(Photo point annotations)
::::::::

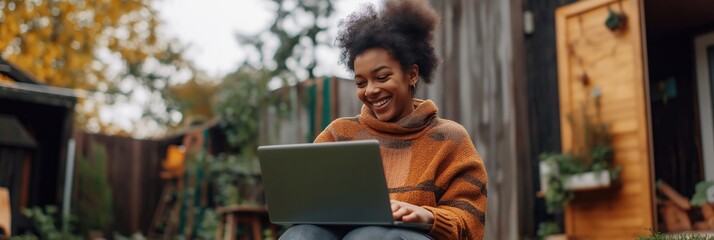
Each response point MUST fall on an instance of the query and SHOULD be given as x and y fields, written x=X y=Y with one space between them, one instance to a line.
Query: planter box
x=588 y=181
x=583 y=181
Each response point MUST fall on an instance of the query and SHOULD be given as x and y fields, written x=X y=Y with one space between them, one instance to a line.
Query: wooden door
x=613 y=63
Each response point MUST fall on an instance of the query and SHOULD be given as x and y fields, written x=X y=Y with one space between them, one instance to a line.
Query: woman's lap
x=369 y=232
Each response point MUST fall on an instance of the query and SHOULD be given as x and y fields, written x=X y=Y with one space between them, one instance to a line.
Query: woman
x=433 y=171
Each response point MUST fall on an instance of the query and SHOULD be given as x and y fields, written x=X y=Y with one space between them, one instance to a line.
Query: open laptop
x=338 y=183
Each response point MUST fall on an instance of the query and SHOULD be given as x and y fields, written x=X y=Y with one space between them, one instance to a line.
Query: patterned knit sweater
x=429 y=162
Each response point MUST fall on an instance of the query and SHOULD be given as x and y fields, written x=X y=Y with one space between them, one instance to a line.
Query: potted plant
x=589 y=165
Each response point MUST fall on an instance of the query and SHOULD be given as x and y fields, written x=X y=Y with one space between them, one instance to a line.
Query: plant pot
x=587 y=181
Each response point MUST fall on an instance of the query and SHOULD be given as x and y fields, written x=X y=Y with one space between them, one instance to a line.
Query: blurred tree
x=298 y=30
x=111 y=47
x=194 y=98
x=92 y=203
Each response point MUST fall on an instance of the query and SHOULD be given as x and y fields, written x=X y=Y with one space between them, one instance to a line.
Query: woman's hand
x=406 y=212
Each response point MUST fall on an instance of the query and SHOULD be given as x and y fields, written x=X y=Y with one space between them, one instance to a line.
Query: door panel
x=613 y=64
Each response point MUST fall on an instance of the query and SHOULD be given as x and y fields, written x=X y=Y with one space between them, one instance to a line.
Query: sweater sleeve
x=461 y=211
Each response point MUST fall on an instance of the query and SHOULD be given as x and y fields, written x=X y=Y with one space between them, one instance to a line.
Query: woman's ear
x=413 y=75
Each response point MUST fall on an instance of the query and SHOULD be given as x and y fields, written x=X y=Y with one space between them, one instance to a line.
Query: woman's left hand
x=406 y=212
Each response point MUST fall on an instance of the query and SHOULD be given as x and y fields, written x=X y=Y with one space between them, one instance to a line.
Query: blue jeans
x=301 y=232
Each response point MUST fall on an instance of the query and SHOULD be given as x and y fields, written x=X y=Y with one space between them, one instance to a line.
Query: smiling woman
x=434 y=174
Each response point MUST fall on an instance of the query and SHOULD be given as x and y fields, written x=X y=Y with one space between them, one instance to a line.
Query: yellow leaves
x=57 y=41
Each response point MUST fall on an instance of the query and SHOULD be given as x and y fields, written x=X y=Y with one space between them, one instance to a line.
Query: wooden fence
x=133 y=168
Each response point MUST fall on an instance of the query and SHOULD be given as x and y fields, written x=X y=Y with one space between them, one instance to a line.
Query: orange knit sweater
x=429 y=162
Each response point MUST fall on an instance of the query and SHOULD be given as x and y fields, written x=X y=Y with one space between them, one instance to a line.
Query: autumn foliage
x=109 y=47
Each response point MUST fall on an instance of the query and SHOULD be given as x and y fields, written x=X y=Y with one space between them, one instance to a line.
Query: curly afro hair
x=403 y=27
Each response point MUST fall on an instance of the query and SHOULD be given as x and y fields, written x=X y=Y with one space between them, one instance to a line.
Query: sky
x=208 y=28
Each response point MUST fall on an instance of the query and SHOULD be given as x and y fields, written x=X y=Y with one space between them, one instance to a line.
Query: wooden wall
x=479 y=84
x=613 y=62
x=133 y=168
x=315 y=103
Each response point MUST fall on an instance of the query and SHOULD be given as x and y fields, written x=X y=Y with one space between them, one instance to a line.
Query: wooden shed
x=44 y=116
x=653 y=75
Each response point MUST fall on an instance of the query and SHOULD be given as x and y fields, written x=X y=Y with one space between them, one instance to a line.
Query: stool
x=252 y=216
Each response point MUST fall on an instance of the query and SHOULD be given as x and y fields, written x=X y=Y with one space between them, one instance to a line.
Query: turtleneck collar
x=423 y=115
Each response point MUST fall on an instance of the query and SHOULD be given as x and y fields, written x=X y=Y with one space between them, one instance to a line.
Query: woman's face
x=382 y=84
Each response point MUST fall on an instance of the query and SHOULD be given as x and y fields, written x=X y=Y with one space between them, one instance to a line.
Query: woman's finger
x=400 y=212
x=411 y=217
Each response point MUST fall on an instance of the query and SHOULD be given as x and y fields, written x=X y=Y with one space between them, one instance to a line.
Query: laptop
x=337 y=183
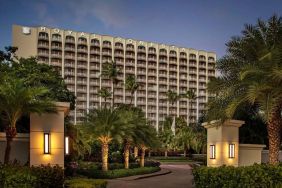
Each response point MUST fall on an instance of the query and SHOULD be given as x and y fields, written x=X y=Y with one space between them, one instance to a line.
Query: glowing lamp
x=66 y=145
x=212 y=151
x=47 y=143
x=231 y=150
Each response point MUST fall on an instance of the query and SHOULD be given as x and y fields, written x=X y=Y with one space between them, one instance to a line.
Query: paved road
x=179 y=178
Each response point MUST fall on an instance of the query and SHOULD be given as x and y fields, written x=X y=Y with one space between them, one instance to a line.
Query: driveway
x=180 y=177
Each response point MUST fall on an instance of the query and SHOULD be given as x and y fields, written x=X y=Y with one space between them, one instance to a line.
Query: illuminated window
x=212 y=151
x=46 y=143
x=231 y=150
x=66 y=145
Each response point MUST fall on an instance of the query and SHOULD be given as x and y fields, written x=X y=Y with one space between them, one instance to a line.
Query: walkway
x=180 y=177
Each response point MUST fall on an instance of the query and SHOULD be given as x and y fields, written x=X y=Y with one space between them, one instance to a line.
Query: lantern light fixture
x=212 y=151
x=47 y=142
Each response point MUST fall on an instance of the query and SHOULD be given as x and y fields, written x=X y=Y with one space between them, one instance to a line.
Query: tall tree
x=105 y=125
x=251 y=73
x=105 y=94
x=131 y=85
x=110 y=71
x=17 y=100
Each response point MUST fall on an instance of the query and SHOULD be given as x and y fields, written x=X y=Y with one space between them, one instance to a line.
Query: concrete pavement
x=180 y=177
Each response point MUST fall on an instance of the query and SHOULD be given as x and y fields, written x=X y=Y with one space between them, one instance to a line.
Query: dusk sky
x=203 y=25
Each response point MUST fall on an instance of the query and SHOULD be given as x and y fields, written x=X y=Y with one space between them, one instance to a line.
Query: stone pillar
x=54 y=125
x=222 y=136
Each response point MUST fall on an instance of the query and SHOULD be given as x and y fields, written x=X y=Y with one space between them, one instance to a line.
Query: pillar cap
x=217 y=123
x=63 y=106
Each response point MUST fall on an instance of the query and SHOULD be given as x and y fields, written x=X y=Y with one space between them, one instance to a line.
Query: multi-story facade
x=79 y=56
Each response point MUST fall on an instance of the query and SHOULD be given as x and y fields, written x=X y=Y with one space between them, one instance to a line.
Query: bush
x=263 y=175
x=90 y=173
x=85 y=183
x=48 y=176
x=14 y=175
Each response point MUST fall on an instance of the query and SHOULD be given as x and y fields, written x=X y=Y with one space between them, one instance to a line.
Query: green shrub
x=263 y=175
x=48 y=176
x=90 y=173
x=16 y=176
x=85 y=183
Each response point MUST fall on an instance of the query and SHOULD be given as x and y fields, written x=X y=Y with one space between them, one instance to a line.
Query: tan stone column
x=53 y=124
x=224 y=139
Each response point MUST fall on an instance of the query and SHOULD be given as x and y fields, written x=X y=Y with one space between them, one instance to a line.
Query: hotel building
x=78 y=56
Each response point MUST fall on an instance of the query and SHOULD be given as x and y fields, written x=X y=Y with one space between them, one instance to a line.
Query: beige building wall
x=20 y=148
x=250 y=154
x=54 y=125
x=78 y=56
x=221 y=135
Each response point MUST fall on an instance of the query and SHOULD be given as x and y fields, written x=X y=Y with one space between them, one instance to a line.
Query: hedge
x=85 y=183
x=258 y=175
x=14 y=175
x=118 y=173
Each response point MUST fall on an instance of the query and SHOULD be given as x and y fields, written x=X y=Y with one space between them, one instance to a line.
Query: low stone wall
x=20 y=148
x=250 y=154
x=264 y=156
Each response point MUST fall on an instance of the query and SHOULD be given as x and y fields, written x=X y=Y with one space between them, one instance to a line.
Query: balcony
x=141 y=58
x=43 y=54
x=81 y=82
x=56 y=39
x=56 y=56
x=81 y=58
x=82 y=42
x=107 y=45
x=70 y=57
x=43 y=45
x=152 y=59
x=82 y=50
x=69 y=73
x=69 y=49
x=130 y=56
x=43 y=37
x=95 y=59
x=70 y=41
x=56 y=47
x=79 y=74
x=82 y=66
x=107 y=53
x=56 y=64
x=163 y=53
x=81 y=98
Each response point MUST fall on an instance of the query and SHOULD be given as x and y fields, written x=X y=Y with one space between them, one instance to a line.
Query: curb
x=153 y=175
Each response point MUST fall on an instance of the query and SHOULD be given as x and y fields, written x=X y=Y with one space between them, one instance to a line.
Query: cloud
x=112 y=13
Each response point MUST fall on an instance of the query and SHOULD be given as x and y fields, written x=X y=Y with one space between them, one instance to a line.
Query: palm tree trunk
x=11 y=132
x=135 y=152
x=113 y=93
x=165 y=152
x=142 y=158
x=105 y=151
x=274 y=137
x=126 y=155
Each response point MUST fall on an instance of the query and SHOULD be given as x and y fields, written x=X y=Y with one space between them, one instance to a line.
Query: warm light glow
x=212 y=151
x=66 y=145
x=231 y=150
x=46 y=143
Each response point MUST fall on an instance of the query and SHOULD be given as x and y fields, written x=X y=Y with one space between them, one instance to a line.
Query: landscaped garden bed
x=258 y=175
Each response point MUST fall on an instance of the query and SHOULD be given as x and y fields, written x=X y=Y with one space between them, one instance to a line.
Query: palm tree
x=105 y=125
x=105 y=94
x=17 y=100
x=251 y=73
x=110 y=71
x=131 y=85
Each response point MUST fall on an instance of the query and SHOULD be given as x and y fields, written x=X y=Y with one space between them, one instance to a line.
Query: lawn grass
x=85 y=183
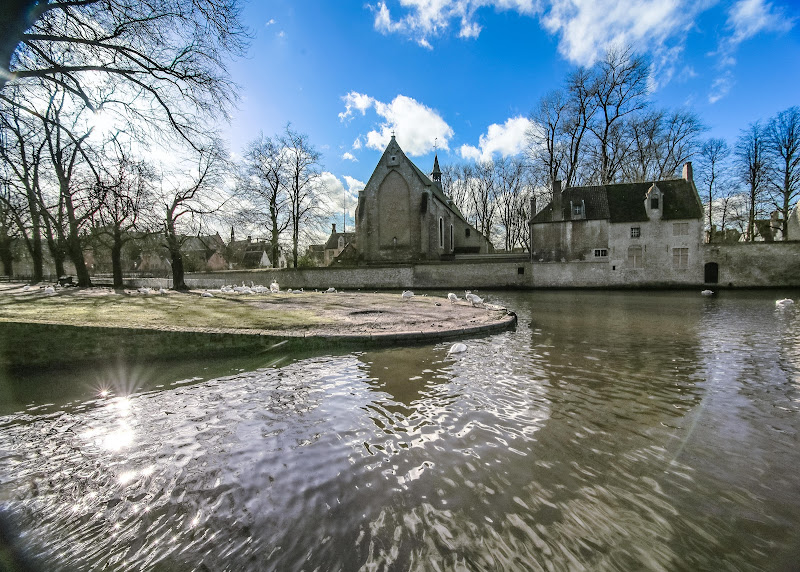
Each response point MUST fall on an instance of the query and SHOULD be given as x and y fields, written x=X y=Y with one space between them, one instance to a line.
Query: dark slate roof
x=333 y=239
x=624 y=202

::::::::

▶ The exercise:
Can you pull together every line from the entries above that contains the string "pillar"? Uppercase and lowercase count as different.

▶ Result:
Query: stone pillar
Query: pillar cap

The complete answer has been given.